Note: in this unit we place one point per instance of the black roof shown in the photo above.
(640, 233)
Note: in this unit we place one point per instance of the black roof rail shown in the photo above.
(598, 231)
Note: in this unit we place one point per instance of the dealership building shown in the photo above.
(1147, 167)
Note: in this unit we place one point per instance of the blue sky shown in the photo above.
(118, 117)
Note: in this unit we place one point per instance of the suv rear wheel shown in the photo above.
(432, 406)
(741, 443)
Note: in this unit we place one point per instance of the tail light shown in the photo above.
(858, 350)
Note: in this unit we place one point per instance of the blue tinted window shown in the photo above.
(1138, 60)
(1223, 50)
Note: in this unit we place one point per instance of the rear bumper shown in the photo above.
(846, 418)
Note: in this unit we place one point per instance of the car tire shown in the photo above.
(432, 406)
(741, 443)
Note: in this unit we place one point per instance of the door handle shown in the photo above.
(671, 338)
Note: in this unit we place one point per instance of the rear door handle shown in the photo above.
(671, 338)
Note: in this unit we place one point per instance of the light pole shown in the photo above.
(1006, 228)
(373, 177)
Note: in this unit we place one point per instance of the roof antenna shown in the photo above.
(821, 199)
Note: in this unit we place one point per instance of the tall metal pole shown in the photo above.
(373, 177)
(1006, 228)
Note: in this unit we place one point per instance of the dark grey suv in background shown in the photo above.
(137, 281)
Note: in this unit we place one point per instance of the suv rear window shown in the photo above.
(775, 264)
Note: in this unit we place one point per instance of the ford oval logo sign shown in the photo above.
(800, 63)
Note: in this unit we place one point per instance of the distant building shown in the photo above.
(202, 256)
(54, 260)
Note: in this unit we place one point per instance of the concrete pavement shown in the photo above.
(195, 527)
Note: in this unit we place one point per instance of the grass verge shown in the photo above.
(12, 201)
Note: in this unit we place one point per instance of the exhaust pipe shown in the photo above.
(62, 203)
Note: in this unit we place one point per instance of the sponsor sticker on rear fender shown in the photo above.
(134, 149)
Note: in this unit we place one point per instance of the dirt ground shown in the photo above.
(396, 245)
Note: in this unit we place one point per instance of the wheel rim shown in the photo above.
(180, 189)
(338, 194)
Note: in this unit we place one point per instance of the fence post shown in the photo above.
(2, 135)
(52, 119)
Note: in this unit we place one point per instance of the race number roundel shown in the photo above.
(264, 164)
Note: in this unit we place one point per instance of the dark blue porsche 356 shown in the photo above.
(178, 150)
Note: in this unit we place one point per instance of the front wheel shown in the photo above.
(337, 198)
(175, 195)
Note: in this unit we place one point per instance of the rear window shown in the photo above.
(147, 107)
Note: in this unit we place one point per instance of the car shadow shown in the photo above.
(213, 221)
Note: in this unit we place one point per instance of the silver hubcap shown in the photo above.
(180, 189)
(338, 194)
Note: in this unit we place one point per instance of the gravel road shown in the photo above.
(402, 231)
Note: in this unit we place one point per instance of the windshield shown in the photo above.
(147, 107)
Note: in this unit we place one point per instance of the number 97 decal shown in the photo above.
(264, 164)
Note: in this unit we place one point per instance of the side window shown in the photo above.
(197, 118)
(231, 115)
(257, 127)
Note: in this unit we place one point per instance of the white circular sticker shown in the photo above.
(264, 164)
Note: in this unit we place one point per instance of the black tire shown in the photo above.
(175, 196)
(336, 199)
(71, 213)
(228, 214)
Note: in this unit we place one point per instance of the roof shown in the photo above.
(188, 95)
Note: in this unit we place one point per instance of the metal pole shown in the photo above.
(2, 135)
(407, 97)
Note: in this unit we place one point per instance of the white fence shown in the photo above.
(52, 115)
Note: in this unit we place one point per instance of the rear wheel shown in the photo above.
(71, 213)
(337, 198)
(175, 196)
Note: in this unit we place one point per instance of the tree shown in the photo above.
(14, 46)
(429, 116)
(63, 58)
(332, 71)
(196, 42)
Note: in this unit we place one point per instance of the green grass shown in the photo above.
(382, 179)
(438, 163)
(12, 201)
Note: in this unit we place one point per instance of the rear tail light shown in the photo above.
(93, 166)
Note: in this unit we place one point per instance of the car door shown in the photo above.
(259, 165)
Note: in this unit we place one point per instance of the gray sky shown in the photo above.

Aim: Copy out the listing word for word, from its first line through the line that contains "(1147, 167)", with both of those lines included.

Response to the exercise:
Note: in this unit we place one point per instance of the black roof shown in the photo above.
(640, 233)
Note: in this unit we place one point per instance of the black roof rail shown in the photo above.
(598, 231)
Note: in this unit we place one point per instance of the dealership building shown in the photo above.
(1147, 167)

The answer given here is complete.